§ Article:
# realbasic = visual basic ?



## billboc (14 Janvier 2001)

bonjour,

j'aimerai savoir si il existe un logiciel nommé visual basic pour mac ou si realbasic est ce que visual basic est pour PC ?

c'est pas très claire ?

le visual basic d'EXCEL est un peu reduit pour faire de la programmation et je voulais savoir si il existait une version visual basic (non bridée...)

merci de vos réponses !!


----------



## JackSim (14 Janvier 2001)

VisualBasic de Microsoft n'existe pas sur Mac. REALBasic est un outil plus ou moins équivalent, le language est très proche. Par contre, inutile d'espérer ouvrir un projet créé sous VB sur PC et le compiler pour Mac OS avec RB.


------------------
*JackSim*


----------



## steg (14 Janvier 2001)

RealBasic est tout de meme très proche et contrairement à ce que pense JackSim je me souvient que RealSoftware disait que sont produit avait des fonctions pour reprendre les projets VisualBasic...
Une version de demo est disponible ici: http://www.realsoftware.com/


----------



## billboc (15 Janvier 2001)

combine coute Realbasic en France et ou peut on le trouver (sans passer par internet )

merci à vous


----------



## Hurrican (17 Janvier 2001)

RealBasic est un outil du genre VisualBasic.
Mais pas son équivalent. Il y manque beaucoup de fonctionnalités. L'outil de "conversion", s'appelle VBCleaner et n'est pas capable dans la plupart des cas de traduire un code VB en code RB. Il permet en tout cas de faire une ébauche, et de détecter certaines portions de code posant problème. Il est livré sur le CD de RB.
Pour l'obtenir, il faut compter 1400 francs pour la version "normale", et 2100 francs pour la version "Pro". C'est la société française Tri-Edre bien connue dans la communauté Mac, qui distribue ce logiciel.


----------

§ Données de l'exercice:
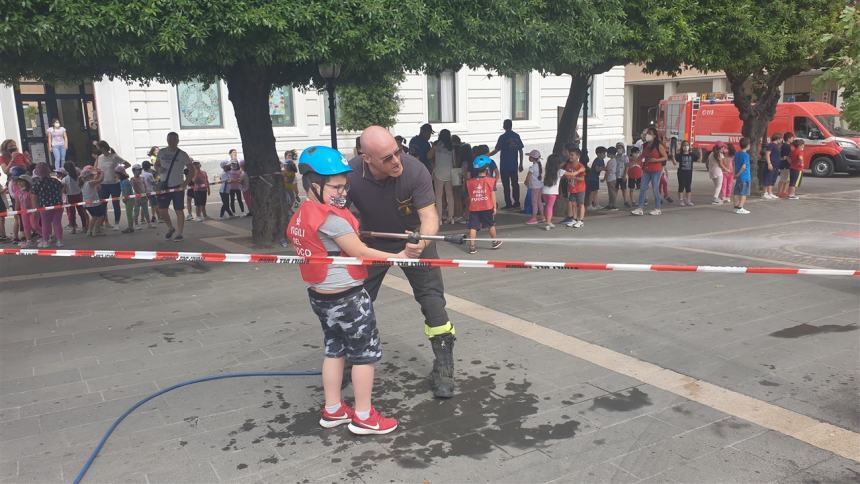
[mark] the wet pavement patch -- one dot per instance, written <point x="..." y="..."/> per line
<point x="622" y="401"/>
<point x="809" y="330"/>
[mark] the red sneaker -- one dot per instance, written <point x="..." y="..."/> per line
<point x="345" y="414"/>
<point x="374" y="425"/>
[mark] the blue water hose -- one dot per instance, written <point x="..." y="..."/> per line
<point x="137" y="405"/>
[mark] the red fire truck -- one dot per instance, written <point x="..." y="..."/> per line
<point x="707" y="118"/>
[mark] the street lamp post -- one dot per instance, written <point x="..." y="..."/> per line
<point x="330" y="73"/>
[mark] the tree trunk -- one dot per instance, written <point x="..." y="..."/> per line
<point x="756" y="117"/>
<point x="249" y="88"/>
<point x="567" y="125"/>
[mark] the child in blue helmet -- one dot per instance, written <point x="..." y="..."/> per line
<point x="482" y="202"/>
<point x="323" y="226"/>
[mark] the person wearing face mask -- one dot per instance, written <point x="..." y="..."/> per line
<point x="323" y="226"/>
<point x="653" y="156"/>
<point x="58" y="141"/>
<point x="684" y="161"/>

§ Consignes de l'exercice:
1 - Recopiez à l'identique le passage de la discussion sur RealBasic qui va de « RealBasic est tout » jusqu'à « (15 Janvier 2001) ».
2 - Mettez sous forme de liste numérotée, sans les lignes vides, uniquement ce qui va dans les données de la ligne contenant « [mark] the child » jusqu'à la fin des données, les deux bornes comprises.

§ Résultats de l'exercice:
1 -
RealBasic est tout de meme très proche et contrairement à ce que pense JackSim je me souvient que RealSoftware disait que sont produit avait des fonctions pour reprendre les projets VisualBasic...
Une version de demo est disponible ici: http://www.realsoftware.com/


----------



## billboc (15 Janvier 2001)

2 -
1. [mark] the child in blue helmet -- one dot per instance, written <point x="..." y="..."/> per line
2. <point x="482" y="202"/>
3. <point x="323" y="226"/>
4. [mark] the person wearing face mask -- one dot per instance, written <point x="..." y="..."/> per line
5. <point x="323" y="226"/>
6. <point x="653" y="156"/>
7. <point x="58" y="141"/>
8. <point x="684" y="161"/>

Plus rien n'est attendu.